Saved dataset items
——
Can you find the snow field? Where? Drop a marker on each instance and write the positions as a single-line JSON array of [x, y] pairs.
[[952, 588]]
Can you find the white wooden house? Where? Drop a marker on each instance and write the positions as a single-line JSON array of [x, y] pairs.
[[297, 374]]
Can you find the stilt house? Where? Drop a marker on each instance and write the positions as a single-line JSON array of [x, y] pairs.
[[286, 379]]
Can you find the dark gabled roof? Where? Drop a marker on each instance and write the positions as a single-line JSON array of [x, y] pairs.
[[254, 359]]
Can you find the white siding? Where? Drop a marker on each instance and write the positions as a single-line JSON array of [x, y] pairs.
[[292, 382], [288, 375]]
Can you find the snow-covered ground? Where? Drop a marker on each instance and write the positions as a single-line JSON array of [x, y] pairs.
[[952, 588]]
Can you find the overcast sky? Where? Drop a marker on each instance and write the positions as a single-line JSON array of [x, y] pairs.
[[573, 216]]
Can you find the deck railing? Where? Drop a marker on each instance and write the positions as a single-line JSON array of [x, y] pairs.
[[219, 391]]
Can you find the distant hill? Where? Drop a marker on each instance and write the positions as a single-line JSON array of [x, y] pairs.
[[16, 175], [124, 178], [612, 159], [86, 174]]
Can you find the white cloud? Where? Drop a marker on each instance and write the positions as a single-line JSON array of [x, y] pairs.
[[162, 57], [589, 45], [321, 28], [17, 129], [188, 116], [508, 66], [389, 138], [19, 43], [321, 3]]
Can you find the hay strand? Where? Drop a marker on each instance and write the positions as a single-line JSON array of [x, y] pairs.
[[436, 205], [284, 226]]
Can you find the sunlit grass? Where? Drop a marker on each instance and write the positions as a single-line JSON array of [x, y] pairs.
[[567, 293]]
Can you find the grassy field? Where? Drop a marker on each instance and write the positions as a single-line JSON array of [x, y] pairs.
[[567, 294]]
——
- [BRIEF]: Format every line of the material above as a JSON list of strings, one string per line, and leave out any blank lines.

- [RESPONSE]:
[
  "Can you find the snow field? Where? Drop a marker on each instance and write the positions as a single-line JSON array of [x, y] pairs.",
  "[[952, 588]]",
  "Can you find the white wooden house? Where? Drop a marker on each instance and write the positions as a single-line JSON array of [x, y] pairs.",
  "[[297, 374]]",
  "Can you find the stilt house? Where? Drop a marker on each instance and write the positions as a single-line JSON array of [x, y] pairs.",
  "[[286, 379]]",
  "Can you find the dark gabled roof? Where? Drop a marker on each instance and write the positions as a single-line JSON array of [x, y] pairs.",
  "[[254, 359]]",
  "Can you find the white siding? Where? Drop a marker on each instance and write the positions as a single-line JSON array of [x, y] pairs.",
  "[[292, 382], [288, 375]]",
  "Can you find the snow-covered ground? Where? Drop a marker on each instance and write the positions as a single-line JSON array of [x, y] pairs.",
  "[[952, 588]]",
  "Can you find the overcast sky? Where? Drop a marker on each instance and write the positions as a single-line JSON array of [x, y] pairs.",
  "[[573, 216]]",
  "Can you find the deck railing? Where? Drop a marker on each instance and write the positions as a single-line JSON array of [x, y] pairs.",
  "[[219, 391]]",
  "Can you find the distant hill? Where? Drop a marker on each instance and write the positions as a single-line JSON array of [x, y] pairs.",
  "[[16, 175], [124, 178], [612, 159], [86, 174]]",
  "Can you find the white cloud? Where? Drop a marker on each instance and write the positions as a single-line JSON array of [x, y] pairs.",
  "[[162, 57], [589, 45], [321, 28], [17, 129], [188, 116], [508, 66], [389, 138], [19, 43], [321, 3]]",
  "Can you find the hay strand? Where? Drop a marker on each instance and write the positions as a single-line JSON array of [x, y] pairs.",
  "[[436, 205], [284, 226]]",
  "Can you find the sunlit grass? Where? Drop a marker on each instance and write the positions as a single-line JSON array of [x, y] pairs.",
  "[[567, 293]]",
  "Can you find the grassy field? Where? Drop a marker on each instance and write the positions as a single-line JSON array of [x, y] pairs.",
  "[[567, 294]]"
]